Start a hosting plan from $3.92/mo and get a free year on Tuts+ (normally $180)
Arduino projects can vary widely from home brew managers to weather stations to advanced home automation. Often you'll want to log data from these projects. In this tutorial I’ll show you how to integrate an SD Card and a real time clock module into a project to allow time stamped data logging.
Gather the Components, Tools, and Libraries
- Standard Breadboard
- Arduino this tutorial uses Nano, but most models should work
- MicroSD card breakout board
- MicroSD card
- Real Time Clock
- Temperature Humidity Sensor
- 22 Gauge Hookup Wire (multiple colors)
- 9V Battery clip with wire leads
- Soldering Iron
- Third hand tool
- Computer with Arduino IDE for programming
- USB cable appropriate for your Arduino—Mini B for the Nano
Download the following Arduino libraries from their repositories. For each library, unzip the folder into the Arduino/libraries folder. Rename each of the folders to be SD, RTCLib, and DHT respectively. The Arduino IDE can’t handle the dashes in the file names.
- Adafruit SD library (wrapper for sdfat library) for working with the SD Card
- Adafruit RTCLib fork to read and set the time in the real time clock
- Adafruit DHT sensor Library to read the temperature and humidity
A Word About Choosing a Data Logger
Data loggers are available as discrete elements and can vary in cost from $35 to hundreds. Choosing the right logger is an important decision in the project. It would be an enormous disappointment to retrieve a deep sea observer project to discover that the data over the last year has been corrupt.
As with all projects you need to consider the power consumption but there are several other features that you want to be aware of when selecting a data logger for a particular project.
Perhaps the project is going to be in harsh conditions. Physical jolts, high temperatures, humidity, and other conditions will affect the choice. There are loggers available that can withstand different conditions. Be sure to know where your project and logger will be living and select the right technology.
There are serial loggers that speak just about any protocol, I2C, RS232, CAN, SPI and more. The interface protocol will affect how fast the log data can be written. Ensure you select the logger that fits with the project technology and write speed requirements.
It’s no good if the logged data can not be retrieved. It’s the proverbial tree falling without anyone around to hear it. Make sure you understand how data is to be retrieved from the logger you are selecting. In some cases of discrete logger IC chips, you will have to build an external interface that you can use to pull the data back from the chip.

[Given request A] Name every Arduino library the data logging tutorial says to download.

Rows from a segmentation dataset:

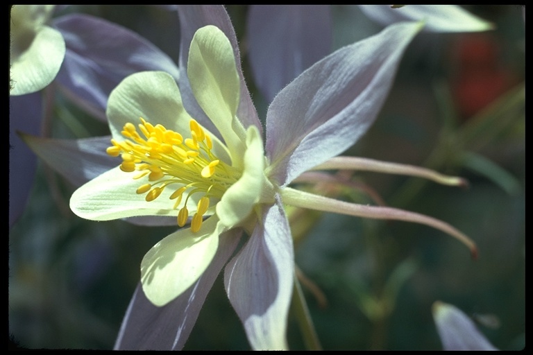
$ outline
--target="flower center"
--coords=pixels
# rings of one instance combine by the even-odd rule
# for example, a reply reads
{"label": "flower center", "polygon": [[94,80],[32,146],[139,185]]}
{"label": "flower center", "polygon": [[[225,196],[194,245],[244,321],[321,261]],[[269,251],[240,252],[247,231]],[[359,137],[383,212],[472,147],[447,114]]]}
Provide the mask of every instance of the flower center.
{"label": "flower center", "polygon": [[180,133],[160,124],[154,126],[142,117],[140,120],[138,127],[144,138],[128,122],[121,132],[128,139],[120,142],[111,139],[112,146],[108,148],[107,153],[112,157],[121,155],[120,168],[123,171],[140,171],[133,179],[148,175],[150,182],[137,189],[137,193],[146,193],[147,202],[155,200],[171,185],[174,191],[170,199],[176,200],[174,209],[177,209],[185,195],[178,213],[180,227],[185,225],[189,217],[189,198],[195,193],[203,195],[191,222],[192,232],[198,232],[210,207],[210,198],[220,200],[242,172],[213,154],[211,137],[194,119],[189,124],[191,137],[185,139]]}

[Given request B] Please reproduce the rows from their beginning through the line that contains "Provide the mask", both ends included, and omit the picture.

[Right answer A]
- Adafruit SD library (wrapper for sdfat library)
- Adafruit RTCLib fork
- Adafruit DHT sensor Library

[Right answer B]
$ outline
--target="flower center"
--coords=pixels
# rings of one instance combine by the even-odd rule
# for example, a reply reads
{"label": "flower center", "polygon": [[94,80],[32,146],[139,185]]}
{"label": "flower center", "polygon": [[[225,196],[194,245],[244,321],[321,261]],[[269,251],[240,252],[247,231]],[[359,137],[383,212],[472,147],[447,114]]]}
Provide the mask of every instance of the flower center.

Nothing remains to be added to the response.